Consigne 1 | D'après l'homélie sur Lazare et le mauvais riche, de quoi le riche était-il vêtu ?
Consigne 2 | Prolongez l'homélie sur Lazare et le mauvais riche en reprenant juste après sa dernière phrase.

Texte |
######

Homélie Lazare et le mauvais riche du 20 Novembre 2016 à Plérin, de Père Jean Michel Sonnier, prêtre à Plumaudan et doyen des paroisses orthodoxes de Bretagne, Archevêché des églises orthodoxes de tradition russe en Europe occidentale
Suite à la lecture du Saint Évangile selon Saint Luc 16, 19-31
«En ce temps-là, Jésus disait aux pharisiens : « Il y avait un homme riche, vêtu de pourpre et de lin fin, qui faisait chaque jour des festins somptueux.
Devant son portail gisait un pauvre nommé Lazare, qui était couvert d’ulcères.
Il aurait bien voulu se rassasier de ce qui tombait de la table du riche ; mais les chiens, eux, venaient lécher ses ulcères.
Or le pauvre mourut, et les anges l’emportèrent auprès d’Abraham. Le riche mourut aussi, et on l’enterra.
Au séjour des morts, il était en proie à la torture ; levant les yeux, il vit Abraham de loin et Lazare tout près de lui.
Alors il cria : “Père Abraham, prends pitié de moi et envoie Lazare tremper le bout de son doigt dans l’eau pour me rafraîchir la langue, car je souffre terriblement dans cette fournaise.

######

Extraits des fiches |
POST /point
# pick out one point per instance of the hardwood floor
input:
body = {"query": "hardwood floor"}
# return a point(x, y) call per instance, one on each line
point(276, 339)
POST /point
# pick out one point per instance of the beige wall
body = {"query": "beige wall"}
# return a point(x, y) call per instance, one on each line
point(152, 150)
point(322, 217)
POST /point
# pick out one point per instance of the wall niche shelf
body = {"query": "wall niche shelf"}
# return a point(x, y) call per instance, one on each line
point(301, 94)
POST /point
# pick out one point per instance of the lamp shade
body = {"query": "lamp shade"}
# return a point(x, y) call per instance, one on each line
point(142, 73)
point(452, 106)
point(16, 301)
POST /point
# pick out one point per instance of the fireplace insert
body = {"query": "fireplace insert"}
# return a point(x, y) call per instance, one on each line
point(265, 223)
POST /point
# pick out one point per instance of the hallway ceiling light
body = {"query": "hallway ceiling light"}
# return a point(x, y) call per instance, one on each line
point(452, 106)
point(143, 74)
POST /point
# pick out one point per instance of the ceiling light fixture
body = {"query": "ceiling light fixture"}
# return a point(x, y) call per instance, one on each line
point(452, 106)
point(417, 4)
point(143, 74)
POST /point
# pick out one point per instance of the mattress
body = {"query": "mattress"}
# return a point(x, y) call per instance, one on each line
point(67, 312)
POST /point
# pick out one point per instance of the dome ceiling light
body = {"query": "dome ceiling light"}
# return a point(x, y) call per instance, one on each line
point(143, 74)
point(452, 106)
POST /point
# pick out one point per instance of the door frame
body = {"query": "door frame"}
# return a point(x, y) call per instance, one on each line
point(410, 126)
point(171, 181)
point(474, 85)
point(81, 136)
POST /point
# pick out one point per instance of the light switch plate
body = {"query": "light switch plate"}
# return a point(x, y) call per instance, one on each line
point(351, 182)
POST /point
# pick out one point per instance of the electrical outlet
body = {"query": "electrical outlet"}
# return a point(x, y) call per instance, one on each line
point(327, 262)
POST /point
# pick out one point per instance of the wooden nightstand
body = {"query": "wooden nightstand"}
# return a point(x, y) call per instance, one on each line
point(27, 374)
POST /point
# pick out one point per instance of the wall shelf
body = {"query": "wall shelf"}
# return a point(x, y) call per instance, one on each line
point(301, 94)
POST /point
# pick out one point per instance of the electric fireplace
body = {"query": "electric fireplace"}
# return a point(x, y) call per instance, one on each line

######

Réponse 1 | De pourpre et de lin fin.

Réponse 2 |
Mon enfant, répondit Abraham, rappelle-toi : tu as reçu le bonheur pendant ta vie, et Lazare, le malheur pendant la sienne. Maintenant, lui, il trouve ici la consolation, et toi, la souffrance.
Et en plus de tout cela, un grand abîme a été établi entre vous et nous, pour que ceux qui voudraient passer vers vous ne le puissent pas, et que, de là-bas non plus, on ne traverse pas vers nous.”
Le riche répliqua : “Eh bien ! père, je te prie d’envoyer Lazare dans la maison de mon père.
En effet, j’ai cinq frères : qu’il leur porte son témoignage, de peur qu’eux aussi ne viennent dans ce lieu de torture !”
Abraham lui dit : “Ils ont Moïse et les Prophètes : qu’ils les écoutent !
– Non, père Abraham, dit-il, mais si quelqu’un de chez les morts vient les trouver, ils se convertiront.”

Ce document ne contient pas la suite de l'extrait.